> Exercise details: Without the pictures, write out all the lines below exactly as they appear.

## begin Data to use

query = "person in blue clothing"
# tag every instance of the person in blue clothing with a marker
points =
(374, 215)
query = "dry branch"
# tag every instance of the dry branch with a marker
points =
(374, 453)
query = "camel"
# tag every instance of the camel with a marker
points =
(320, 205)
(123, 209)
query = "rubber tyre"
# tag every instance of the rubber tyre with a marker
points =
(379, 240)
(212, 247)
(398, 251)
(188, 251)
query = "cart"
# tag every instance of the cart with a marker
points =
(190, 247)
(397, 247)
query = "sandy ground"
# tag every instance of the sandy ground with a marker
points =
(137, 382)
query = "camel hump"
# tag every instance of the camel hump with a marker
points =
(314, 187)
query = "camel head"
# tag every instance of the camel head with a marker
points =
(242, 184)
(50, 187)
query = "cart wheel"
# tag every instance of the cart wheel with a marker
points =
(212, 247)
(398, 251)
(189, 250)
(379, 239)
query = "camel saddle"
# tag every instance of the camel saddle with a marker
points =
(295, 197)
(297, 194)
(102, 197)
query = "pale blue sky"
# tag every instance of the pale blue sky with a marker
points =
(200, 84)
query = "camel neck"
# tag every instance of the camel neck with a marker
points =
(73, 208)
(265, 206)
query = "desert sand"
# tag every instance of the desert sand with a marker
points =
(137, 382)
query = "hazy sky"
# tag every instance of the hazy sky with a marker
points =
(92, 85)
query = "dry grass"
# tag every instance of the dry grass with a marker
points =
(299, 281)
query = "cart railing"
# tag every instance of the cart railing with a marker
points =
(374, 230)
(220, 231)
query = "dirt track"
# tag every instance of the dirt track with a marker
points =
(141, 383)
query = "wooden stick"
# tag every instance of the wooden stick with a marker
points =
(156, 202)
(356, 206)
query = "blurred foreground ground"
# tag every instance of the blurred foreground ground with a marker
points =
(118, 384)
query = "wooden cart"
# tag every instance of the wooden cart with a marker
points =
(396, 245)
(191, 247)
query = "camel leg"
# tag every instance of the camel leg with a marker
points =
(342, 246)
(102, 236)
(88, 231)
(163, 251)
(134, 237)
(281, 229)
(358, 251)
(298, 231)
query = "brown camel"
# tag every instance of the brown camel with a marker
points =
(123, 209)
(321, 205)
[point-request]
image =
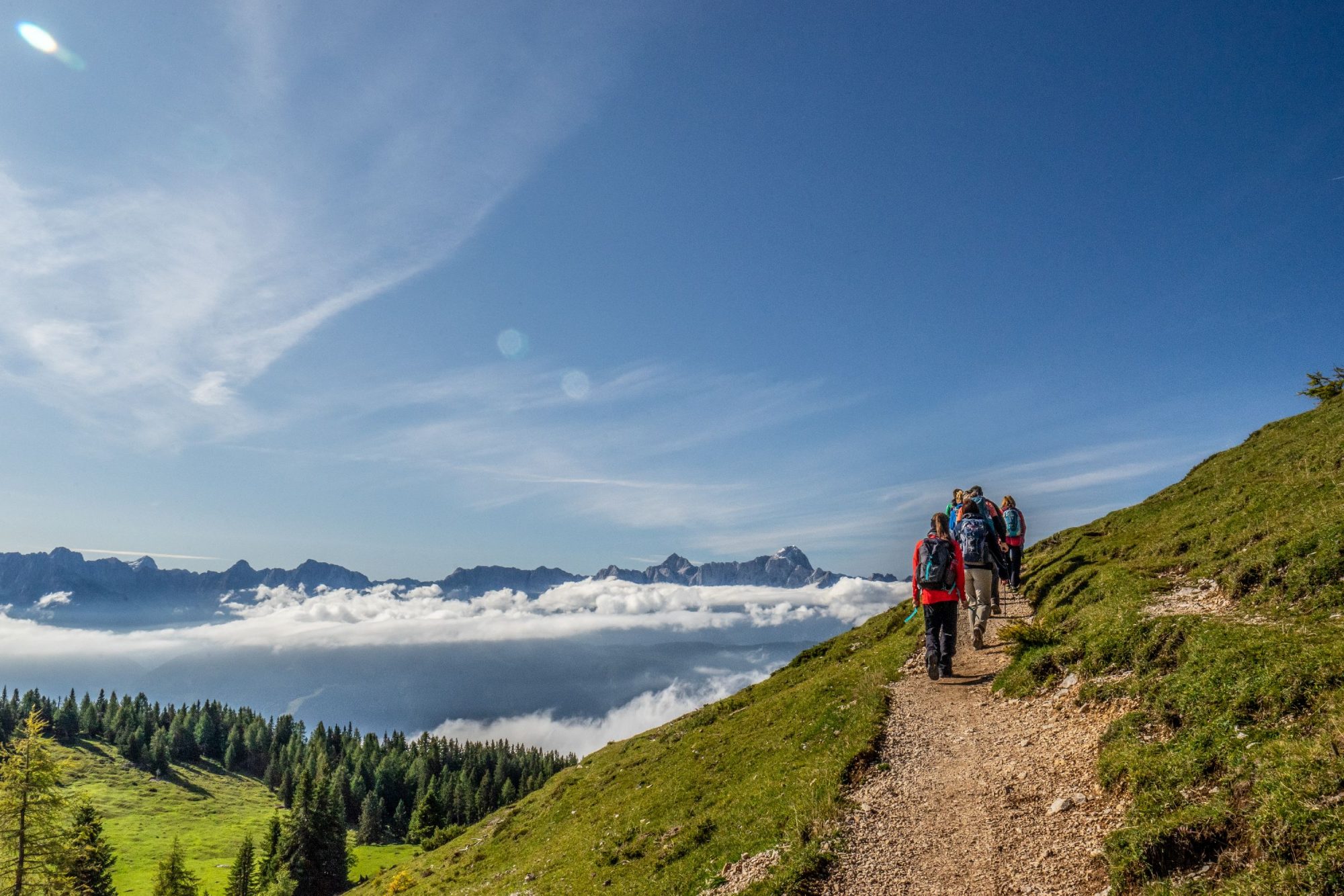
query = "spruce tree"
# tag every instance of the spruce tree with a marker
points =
(283, 886)
(401, 820)
(174, 879)
(243, 877)
(67, 723)
(331, 856)
(236, 752)
(33, 831)
(159, 754)
(182, 742)
(89, 858)
(370, 821)
(272, 860)
(427, 819)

## end Data to use

> Answer to the problem:
query = "person in blue clothing"
# tag every instance of the person in blue clothing with a marker
points =
(374, 215)
query = "dry branch"
# tag every instance of the dry branch with a marker
points =
(374, 453)
query = "camel"
# tag every instance of the camel with a marker
points =
(320, 205)
(123, 209)
query = "rubber tyre"
# tag every instance of the rubber tyre with a marker
points =
(379, 240)
(212, 247)
(398, 251)
(188, 251)
query = "cart"
# tag every instance of the cart with a marker
points =
(190, 247)
(397, 247)
query = "sandy ground"
# tag every instance of the sandy ground with a marker
points =
(137, 382)
query = "camel hump"
# tag every instance of the camel hump with a marker
points =
(314, 187)
query = "camel head"
# tag every instance of the camel head with a marker
points =
(242, 184)
(50, 187)
query = "cart wheel"
# tag every instance of the cart wheel with a marker
points =
(212, 247)
(398, 251)
(189, 250)
(379, 239)
query = "camel saddle"
# tag every instance of the camel saddle with a marker
points =
(295, 197)
(297, 194)
(102, 197)
query = "pale blue sky"
# tag every instance of the pale blue sky with a marker
points =
(200, 84)
query = "camel neck"
# tag every instance of the camel neck with a marker
points =
(73, 208)
(265, 206)
query = "desert sand"
# tag every instance of the desert sand with a marker
points =
(137, 382)
query = "hazy sky"
# tag every instance of the hazy sky with a marker
points =
(92, 85)
query = "dry grass"
# tag every instance of the dry grass with a marker
points =
(299, 281)
query = "cart railing"
# tag every instance of the cart railing with a marker
points =
(374, 230)
(220, 231)
query = "dirt track"
# tag every instance of the dirt track with a marker
points =
(141, 383)
query = "wooden stick"
# tag every instance of the wooden stick with a marker
points =
(156, 202)
(356, 206)
query = "blurred foreground ground"
# tag every instance of the blurred foreground ground with a marker
points =
(118, 384)
query = "wooden cart"
# tag every instance of the wooden cart with a marker
points =
(396, 245)
(191, 247)
query = "camel leg"
# tag every instance of the camel leg with a marker
points =
(342, 246)
(102, 236)
(88, 231)
(163, 251)
(134, 237)
(281, 229)
(358, 251)
(298, 231)
query = "brown camel"
# tag every instance of the brown camel with a marker
points =
(123, 209)
(321, 205)
[point-request]
image =
query = "spruce tree"
# tag every instance of the spruce tree with a marker
points =
(283, 886)
(401, 820)
(174, 879)
(243, 877)
(67, 723)
(331, 856)
(236, 752)
(33, 831)
(159, 754)
(182, 742)
(89, 858)
(370, 821)
(272, 860)
(427, 819)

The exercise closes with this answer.